_GIVEN INSTRUCTION_:
Answer these questions using the game review text.
1. What is the PC, a researcher, trying to design?
2. Which concept does the review say was implemented well?
3. Around which two archetypes is Dual Transform built up?

After playing the game for a few minutes, I felt drawn into its beautiful world. Each "room" represents a physical property and the more time you spend in the environment, the more immersed you become in the sensation of said property. The back-story of the PC is never fully explained, but
I didn’t feel a need for more information. The PC is a researcher, trying to design a three-dimensional, sensory workspace. The story behind the puzzle is intriguing, but simple enough so that the player doesn’t get lost in an overwhelming amount of data.
The "one object only" concept was implemented well and simplified the game at some points, while making it harder at others. The descriptions were well-written and used plenty of sensory information to create a realistic atmosphere. The ending puzzle brought the game to a beautiful, surreal, and somewhat surprising close. Hopefully, the author will follow up with a sequel like the ending implies.
In a review a couple of days ago of Hoist Sail for the Heliopause and Home I wrote that Plotkin is known for giving us "large empty worlds seen from a distance by an almost abstract protagonist". Dual Transform does not belong in this category exactly, since it is placed in a single room (although it is a single room that changes radically during the game). On the other hand, it comes close to being the most abstract game ever, since it is built up around archetypes of "pressure" and "form" that are given shape and materiality by the subconscious of the protagonist.

_DATASET SECTION_:
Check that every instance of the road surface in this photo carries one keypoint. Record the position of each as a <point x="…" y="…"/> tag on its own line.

_WRITTEN REPLY_:
1. A three-dimensional, sensory workspace.
2. The "one object only" concept.
3. "Pressure" and "form."